**Objective**:
Rewrite the data below, swapping "challenge" for "exercise" everywhere it occurs and leaving every other character as it is.

**Input rows**:
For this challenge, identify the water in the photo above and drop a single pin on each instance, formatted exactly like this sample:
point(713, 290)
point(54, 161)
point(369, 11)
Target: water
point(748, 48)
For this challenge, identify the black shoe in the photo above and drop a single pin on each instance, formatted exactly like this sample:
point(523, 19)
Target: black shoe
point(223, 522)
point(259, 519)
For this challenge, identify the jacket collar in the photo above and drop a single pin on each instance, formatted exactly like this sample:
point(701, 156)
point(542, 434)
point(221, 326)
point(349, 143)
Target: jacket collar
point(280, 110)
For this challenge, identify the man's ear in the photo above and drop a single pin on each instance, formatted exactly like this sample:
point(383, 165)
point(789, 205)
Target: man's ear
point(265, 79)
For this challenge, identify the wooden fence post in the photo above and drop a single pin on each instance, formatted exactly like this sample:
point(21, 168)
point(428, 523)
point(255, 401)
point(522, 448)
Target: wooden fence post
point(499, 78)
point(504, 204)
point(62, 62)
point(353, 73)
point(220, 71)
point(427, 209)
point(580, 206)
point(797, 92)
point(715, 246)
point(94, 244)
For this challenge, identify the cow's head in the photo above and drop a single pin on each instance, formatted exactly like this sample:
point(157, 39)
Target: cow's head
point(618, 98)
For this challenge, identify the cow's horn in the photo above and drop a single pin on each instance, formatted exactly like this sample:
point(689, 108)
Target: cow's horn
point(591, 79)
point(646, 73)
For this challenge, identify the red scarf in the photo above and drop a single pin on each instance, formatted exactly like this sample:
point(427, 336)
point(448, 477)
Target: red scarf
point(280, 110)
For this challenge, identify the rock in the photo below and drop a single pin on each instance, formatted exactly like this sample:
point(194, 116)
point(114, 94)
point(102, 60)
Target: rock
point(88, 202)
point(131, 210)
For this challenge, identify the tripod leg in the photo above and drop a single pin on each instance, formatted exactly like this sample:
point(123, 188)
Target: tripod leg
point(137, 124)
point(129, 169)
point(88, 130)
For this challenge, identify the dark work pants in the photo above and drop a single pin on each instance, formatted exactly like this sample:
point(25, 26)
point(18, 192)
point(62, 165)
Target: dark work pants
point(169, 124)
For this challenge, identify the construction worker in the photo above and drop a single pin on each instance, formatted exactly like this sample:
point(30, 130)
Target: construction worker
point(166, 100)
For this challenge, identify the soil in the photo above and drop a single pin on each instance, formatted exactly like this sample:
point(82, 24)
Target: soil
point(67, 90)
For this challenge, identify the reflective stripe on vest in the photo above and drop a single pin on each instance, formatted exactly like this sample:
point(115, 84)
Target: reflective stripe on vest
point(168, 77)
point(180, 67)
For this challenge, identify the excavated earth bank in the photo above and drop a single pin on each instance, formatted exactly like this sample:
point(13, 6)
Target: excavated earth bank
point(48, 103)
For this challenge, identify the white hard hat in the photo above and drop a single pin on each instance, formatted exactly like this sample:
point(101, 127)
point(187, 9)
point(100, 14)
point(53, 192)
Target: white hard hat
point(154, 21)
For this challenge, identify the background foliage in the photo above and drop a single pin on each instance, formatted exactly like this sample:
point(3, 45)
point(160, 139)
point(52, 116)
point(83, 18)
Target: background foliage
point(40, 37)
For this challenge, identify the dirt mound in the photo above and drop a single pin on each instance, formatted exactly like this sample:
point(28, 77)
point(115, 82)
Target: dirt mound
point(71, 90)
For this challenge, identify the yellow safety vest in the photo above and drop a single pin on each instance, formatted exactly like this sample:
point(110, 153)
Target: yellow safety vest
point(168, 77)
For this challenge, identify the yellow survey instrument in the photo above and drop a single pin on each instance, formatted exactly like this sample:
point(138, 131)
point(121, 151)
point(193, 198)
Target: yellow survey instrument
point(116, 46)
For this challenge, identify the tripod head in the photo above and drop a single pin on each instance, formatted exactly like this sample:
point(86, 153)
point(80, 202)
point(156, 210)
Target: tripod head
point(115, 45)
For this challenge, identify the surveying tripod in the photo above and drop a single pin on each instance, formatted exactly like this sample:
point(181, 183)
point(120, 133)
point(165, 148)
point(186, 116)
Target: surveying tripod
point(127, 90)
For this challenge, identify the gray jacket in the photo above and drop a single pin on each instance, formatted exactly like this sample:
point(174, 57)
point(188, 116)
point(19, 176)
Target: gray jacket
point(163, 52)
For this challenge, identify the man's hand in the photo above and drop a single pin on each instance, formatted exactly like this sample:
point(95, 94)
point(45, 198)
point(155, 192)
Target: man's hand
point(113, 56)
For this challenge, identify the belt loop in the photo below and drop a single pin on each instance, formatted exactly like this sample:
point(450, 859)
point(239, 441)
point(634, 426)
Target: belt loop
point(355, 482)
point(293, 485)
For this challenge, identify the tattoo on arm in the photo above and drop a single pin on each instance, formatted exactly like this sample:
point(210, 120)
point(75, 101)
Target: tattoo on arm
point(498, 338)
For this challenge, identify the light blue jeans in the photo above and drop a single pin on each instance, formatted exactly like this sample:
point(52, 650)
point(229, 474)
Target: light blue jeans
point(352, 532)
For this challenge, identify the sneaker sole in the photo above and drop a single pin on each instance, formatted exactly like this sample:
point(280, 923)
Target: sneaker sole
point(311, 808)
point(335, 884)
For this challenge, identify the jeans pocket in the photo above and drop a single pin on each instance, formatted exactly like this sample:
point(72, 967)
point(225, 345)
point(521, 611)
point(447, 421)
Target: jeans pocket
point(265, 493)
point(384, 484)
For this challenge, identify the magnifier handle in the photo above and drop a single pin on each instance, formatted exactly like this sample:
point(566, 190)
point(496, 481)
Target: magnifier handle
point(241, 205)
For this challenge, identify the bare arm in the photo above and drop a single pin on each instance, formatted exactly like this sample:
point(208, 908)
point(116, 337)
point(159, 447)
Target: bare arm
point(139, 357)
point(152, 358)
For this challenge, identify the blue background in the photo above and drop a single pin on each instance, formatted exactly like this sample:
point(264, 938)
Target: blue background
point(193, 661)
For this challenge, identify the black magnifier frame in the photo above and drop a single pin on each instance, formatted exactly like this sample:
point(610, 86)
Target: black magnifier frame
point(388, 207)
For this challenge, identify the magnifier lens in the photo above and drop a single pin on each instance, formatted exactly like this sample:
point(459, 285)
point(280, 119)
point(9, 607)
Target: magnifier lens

**Task response**:
For this exercise, identify the water in the photo above and drop a single pin on each instance, formatted exactly like this sample:
point(713, 290)
point(54, 161)
point(369, 11)
Target: water
point(748, 48)
For this exercise, identify the black shoe in the photo above and drop a single pin on each instance, formatted exactly like this sample:
point(523, 19)
Target: black shoe
point(223, 522)
point(259, 519)
For this exercise, identify the jacket collar in the photo above and drop a single pin on each instance, formatted exactly like this sample:
point(701, 156)
point(542, 434)
point(221, 326)
point(349, 143)
Target: jacket collar
point(280, 110)
For this exercise, identify the man's ear in the photo above and drop a single pin on each instance, formatted exactly like this sample:
point(383, 165)
point(789, 205)
Target: man's ear
point(265, 79)
For this exercise, identify the wooden fence post in the photo above and drop a single pin on each instance, formatted exactly like this sample:
point(21, 168)
point(428, 523)
point(255, 401)
point(522, 448)
Target: wooden fence post
point(499, 78)
point(504, 204)
point(62, 62)
point(353, 73)
point(220, 71)
point(427, 209)
point(580, 206)
point(797, 92)
point(715, 246)
point(94, 244)
For this exercise, identify the cow's head in the photo above and drop a single pin on each instance, formatted exactly like this sample:
point(157, 39)
Target: cow's head
point(618, 98)
For this exercise, identify the cow's horn in the photo above and drop a single pin on each instance, formatted exactly like this sample:
point(689, 108)
Target: cow's horn
point(591, 79)
point(646, 73)
For this exercise, identify the red scarf in the photo above and drop a single pin on each instance, formatted exactly like this sample:
point(427, 336)
point(448, 477)
Target: red scarf
point(280, 110)
For this exercise, identify the rock in the photo below and drop a single pin on each instance, formatted exactly like this sample:
point(194, 116)
point(114, 94)
point(102, 60)
Target: rock
point(88, 202)
point(131, 210)
For this exercise, identify the tripod leg in the photo above and drop a single pin on each instance, formatted exactly like this sample:
point(123, 188)
Target: tripod leg
point(137, 124)
point(129, 169)
point(88, 130)
For this exercise, identify the dark work pants in the photo above and drop a single pin on each instance, formatted exactly like this sample:
point(25, 26)
point(18, 192)
point(62, 165)
Target: dark work pants
point(169, 124)
For this exercise, identify the construction worker in the photo above and drop a single pin on each instance, formatted exactly like this sample:
point(30, 130)
Target: construction worker
point(166, 100)
For this exercise, identify the soil in the photo above and drop a single pin on each instance, formatted exactly like this sample:
point(82, 24)
Target: soil
point(67, 90)
For this exercise, identify the reflective stripe on vest in the photo above and drop a single pin on each instance, formatted exactly like this sample:
point(115, 84)
Target: reflective stripe on vest
point(168, 77)
point(180, 67)
For this exercise, identify the excavated earth bank in the photo above and drop a single pin on each instance, formatted exactly like this sample:
point(13, 6)
Target: excavated earth bank
point(48, 103)
For this exercise, identify the white hard hat in the photo above and drop a single pin on each instance, formatted exactly like this sample:
point(101, 127)
point(187, 9)
point(100, 14)
point(53, 192)
Target: white hard hat
point(154, 21)
For this exercise, identify the background foliage in the photo above and drop a single pin on each instance, formatted exactly like this sample:
point(3, 45)
point(160, 139)
point(52, 116)
point(83, 18)
Target: background foliage
point(40, 37)
For this exercise, identify the dirt mound in the photo above and drop a single pin on each instance, formatted exactly like this sample:
point(28, 77)
point(115, 82)
Target: dirt mound
point(71, 90)
For this exercise, identify the yellow safety vest in the photo above and drop a single pin on each instance, formatted exactly like this sample:
point(110, 153)
Target: yellow safety vest
point(168, 77)
For this exercise, identify the yellow survey instrument in the photo above and drop a single pin on each instance, formatted exactly like this sample:
point(138, 131)
point(121, 151)
point(193, 198)
Target: yellow survey instrument
point(116, 46)
For this exercise, identify the tripod head in the photo above and drop a single pin on each instance, formatted exactly like this sample:
point(86, 153)
point(80, 202)
point(156, 210)
Target: tripod head
point(115, 45)
For this exercise, identify the surveying tripod in the photo above and drop a single pin on each instance, formatted exactly like this sample:
point(181, 183)
point(120, 133)
point(165, 148)
point(186, 116)
Target: surveying tripod
point(127, 90)
For this exercise, identify the gray jacket in the photo above and drop a single pin on each instance, formatted exactly like this sample:
point(174, 57)
point(188, 116)
point(19, 176)
Target: gray jacket
point(163, 52)
For this exercise, identify the man's hand in the photo above and drop a single pin on each instance, formatted exactly like this sample:
point(95, 94)
point(45, 198)
point(155, 192)
Target: man's hand
point(113, 56)
For this exercise, identify the belt loop in the photo below and drop a single pin on each instance, formatted exactly like this sample:
point(450, 859)
point(239, 441)
point(634, 426)
Target: belt loop
point(355, 482)
point(293, 485)
For this exercise, identify the tattoo on arm in the photo above and drop a single pin on each instance, formatted exactly like this sample:
point(210, 120)
point(75, 101)
Target: tattoo on arm
point(498, 338)
For this exercise, identify the light blue jeans in the photo above and drop a single pin on each instance, formatted exactly like this sample:
point(52, 650)
point(229, 474)
Target: light blue jeans
point(352, 532)
For this exercise, identify the sneaker sole in the photo above and drop a single pin on each instance, formatted exactly like this sample:
point(280, 923)
Target: sneaker sole
point(311, 808)
point(335, 884)
For this exercise, identify the jeans pocket in the photo above and drop a single pin on each instance, formatted exactly like this sample:
point(72, 967)
point(225, 345)
point(521, 611)
point(447, 421)
Target: jeans pocket
point(265, 493)
point(384, 484)
For this exercise, identify the magnifier handle in the photo above and drop a single pin on each instance, formatted exactly like this sample:
point(566, 190)
point(496, 481)
Target: magnifier handle
point(241, 205)
For this exercise, identify the bare arm in the photo above and drop a single pin on each instance, formatted exactly like this sample:
point(208, 908)
point(116, 337)
point(159, 447)
Target: bare arm
point(139, 357)
point(152, 358)
For this exercise, identify the blue background in the photo above and drop a single pin on each instance, formatted exactly like this sample:
point(264, 938)
Target: blue background
point(193, 661)
For this exercise, identify the black magnifier frame in the photo above and drop a single pin on each instance, formatted exactly like this sample:
point(610, 86)
Target: black magnifier frame
point(388, 207)
For this exercise, identify the magnifier lens in the photo above and drop a single pin on each instance, formatted exactly like this sample:
point(459, 285)
point(280, 119)
point(9, 607)
Target: magnifier lens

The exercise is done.